## [Instruction]
Could the lines from the one with "Please locate the man's navel" through the end of the listing be restated exactly, with nothing else included?

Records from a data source
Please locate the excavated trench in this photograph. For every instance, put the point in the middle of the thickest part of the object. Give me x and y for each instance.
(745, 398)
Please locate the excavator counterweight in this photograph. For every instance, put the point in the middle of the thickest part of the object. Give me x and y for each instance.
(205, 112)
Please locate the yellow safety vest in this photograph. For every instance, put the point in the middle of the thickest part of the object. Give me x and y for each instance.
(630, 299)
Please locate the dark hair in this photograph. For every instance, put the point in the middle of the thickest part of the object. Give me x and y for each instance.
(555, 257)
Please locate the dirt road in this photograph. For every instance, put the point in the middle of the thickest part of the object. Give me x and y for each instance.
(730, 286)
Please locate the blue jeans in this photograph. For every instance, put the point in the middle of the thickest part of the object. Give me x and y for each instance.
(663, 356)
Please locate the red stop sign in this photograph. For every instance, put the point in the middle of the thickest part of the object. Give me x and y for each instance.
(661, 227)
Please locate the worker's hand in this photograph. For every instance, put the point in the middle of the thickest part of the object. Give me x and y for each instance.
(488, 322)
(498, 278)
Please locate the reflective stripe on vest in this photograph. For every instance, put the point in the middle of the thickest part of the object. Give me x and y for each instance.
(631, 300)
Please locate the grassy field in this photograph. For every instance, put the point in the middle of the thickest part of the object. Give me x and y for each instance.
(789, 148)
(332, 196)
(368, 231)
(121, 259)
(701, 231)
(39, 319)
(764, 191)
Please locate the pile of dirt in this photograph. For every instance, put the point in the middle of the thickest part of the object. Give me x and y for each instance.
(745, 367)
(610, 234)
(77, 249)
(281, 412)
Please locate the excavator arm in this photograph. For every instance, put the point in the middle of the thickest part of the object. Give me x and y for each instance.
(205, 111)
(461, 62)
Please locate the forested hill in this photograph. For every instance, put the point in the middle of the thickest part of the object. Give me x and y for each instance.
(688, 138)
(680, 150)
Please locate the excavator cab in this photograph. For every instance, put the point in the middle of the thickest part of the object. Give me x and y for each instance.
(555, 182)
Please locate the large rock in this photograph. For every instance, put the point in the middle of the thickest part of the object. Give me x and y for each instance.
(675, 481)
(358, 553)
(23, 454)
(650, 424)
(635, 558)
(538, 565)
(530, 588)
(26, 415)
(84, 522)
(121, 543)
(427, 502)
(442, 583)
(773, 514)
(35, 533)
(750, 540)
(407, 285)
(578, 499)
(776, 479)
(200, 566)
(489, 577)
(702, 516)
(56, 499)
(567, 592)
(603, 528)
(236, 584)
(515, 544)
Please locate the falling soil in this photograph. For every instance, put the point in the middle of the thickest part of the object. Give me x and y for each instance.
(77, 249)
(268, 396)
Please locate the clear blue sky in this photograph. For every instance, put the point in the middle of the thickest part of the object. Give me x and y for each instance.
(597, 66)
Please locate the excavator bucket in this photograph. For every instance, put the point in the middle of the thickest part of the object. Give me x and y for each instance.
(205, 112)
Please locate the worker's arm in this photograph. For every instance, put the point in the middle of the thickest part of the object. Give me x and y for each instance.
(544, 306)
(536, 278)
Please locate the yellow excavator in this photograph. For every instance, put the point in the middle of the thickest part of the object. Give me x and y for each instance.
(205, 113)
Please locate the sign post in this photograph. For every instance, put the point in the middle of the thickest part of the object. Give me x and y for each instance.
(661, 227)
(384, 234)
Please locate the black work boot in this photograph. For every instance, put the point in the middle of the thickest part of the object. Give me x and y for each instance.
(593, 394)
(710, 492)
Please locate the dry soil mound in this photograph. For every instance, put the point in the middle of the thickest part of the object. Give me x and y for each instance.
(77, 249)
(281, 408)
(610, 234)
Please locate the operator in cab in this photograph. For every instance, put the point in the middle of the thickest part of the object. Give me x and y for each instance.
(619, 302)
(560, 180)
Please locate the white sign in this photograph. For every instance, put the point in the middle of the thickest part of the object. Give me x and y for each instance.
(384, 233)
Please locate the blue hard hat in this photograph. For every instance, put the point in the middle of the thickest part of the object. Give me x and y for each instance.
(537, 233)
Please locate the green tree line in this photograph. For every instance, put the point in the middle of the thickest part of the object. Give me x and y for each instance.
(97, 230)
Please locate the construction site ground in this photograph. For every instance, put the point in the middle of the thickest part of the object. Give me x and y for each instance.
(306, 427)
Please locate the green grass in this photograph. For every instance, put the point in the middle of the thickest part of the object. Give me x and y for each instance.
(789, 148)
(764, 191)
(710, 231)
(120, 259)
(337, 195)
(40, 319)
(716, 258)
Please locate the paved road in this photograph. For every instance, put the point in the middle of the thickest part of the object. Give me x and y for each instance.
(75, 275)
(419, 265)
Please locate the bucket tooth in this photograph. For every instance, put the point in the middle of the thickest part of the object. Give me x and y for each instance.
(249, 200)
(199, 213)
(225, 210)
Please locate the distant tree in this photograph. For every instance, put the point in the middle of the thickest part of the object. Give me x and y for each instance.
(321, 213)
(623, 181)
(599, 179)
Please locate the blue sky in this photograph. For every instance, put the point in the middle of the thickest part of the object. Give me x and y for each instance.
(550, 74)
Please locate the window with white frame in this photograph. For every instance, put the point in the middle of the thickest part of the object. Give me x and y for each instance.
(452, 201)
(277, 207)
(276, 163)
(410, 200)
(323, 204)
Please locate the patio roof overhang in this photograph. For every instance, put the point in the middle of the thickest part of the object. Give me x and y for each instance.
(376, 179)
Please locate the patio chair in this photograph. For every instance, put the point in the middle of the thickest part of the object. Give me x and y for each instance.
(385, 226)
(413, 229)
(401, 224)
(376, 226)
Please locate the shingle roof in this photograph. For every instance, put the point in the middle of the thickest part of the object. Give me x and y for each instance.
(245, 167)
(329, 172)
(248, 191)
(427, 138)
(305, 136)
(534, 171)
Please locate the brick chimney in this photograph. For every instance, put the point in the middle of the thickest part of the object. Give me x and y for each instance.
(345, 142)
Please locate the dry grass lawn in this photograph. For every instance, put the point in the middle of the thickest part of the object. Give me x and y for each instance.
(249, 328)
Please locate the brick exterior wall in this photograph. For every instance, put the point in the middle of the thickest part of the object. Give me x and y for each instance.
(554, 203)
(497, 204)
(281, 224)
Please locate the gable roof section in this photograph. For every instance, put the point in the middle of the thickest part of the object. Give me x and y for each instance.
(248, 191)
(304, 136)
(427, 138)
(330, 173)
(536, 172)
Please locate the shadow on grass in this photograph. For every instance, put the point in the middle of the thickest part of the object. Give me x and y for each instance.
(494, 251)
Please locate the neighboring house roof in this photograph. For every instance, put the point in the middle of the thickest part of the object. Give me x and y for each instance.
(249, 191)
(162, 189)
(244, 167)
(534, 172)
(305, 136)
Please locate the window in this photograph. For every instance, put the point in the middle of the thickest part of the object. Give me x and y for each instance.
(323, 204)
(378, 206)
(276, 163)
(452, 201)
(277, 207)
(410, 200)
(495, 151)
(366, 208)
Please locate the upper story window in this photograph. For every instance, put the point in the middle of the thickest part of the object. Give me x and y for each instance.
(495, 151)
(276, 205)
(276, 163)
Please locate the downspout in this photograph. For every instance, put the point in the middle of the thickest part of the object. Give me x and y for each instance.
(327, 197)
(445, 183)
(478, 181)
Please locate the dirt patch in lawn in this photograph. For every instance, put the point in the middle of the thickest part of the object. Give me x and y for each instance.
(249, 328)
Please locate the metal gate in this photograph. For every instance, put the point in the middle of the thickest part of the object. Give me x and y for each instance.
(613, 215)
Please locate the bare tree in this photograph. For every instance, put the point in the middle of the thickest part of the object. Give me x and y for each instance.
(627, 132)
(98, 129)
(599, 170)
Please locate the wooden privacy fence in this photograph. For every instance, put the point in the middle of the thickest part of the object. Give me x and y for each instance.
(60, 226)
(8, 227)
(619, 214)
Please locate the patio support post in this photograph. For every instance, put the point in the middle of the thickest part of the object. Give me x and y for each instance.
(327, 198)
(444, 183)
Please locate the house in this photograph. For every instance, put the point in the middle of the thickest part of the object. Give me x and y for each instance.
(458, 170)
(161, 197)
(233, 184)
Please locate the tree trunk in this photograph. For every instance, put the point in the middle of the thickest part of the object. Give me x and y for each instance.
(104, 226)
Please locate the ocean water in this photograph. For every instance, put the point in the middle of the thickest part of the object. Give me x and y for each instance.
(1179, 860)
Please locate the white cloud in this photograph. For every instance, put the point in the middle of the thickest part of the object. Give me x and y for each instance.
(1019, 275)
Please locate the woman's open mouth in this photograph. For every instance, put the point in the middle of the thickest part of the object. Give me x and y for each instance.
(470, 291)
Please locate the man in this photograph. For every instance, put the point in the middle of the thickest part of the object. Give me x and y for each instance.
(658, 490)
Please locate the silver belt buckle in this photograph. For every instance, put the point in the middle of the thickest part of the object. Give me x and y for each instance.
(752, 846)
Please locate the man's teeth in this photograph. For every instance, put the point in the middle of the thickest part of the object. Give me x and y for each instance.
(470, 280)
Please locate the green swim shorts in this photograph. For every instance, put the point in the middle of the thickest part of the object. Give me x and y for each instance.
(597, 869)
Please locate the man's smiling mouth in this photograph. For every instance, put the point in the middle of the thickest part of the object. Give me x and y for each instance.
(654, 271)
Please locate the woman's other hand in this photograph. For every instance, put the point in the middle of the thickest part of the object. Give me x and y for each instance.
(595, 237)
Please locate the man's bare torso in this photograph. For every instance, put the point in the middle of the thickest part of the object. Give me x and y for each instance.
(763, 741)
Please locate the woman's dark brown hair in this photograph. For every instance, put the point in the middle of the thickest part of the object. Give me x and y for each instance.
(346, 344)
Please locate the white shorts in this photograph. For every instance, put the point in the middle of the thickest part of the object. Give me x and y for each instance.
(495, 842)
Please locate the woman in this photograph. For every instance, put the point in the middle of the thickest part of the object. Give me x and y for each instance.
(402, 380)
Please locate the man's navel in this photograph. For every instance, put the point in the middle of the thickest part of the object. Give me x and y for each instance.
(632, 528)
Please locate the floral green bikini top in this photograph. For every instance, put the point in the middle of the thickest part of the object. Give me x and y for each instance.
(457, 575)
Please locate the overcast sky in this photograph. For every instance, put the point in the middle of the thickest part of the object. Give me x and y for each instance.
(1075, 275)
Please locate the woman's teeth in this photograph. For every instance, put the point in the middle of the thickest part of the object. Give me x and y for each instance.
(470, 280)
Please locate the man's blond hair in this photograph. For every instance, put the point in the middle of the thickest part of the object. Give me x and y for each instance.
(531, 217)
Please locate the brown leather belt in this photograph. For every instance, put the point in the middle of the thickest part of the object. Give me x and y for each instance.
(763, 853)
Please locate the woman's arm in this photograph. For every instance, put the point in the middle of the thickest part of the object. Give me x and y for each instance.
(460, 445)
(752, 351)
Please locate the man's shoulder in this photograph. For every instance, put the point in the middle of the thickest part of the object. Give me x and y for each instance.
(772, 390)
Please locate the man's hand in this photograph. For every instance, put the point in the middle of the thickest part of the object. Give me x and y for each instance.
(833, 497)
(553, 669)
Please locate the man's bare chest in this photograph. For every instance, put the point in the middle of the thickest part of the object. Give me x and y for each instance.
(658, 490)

## [Final answer]
Please locate the man's navel in this photograph. For every instance, put the point in the middle of the thickest part of the object. Give me x and y for each instance.
(632, 528)
Please locate the floral green bikini top in this photograph. For every instance, put the point in the middle of the thickest part of the object. Give me x and y for each instance.
(457, 575)
Please locate the overcast sky in this photograph. For every instance, put the point in the middle of the thickest part of the object. Give me x and y for each instance.
(1075, 275)
Please locate the woman's teeth in this photograph. For every instance, put the point in the middle of the thickest part of the object. Give me x and y for each instance.
(470, 280)
Please locate the man's blond hair in this photograph. For every instance, put the point in the middle of the thickest part of the object. Give me x and y for each instance.
(531, 217)
Please locate the brown leather belt in this photograph. For every instance, put the point in the middle of the thickest part of the object. Give me x and y for each instance.
(763, 853)
Please locate the woman's arm in this photograph. For every instance, put the point in the middle of the thickest part of the object. Give me x and y for each instance.
(460, 445)
(752, 351)
Please locate the man's shoulder in this photograph. For every instance, put the point in the middle of the thickest part of the object. Give me x and y for each instance.
(772, 390)
Please locate the man's hand in this photograph. For every instance, put the point in the middle of the thickest part of the object. Give me x and y for each instance.
(833, 497)
(553, 669)
Please locate the man's bare chest in this photograph. For every instance, put the point in the middle of the thickest part of the object. Give me x and y for each instance.
(658, 490)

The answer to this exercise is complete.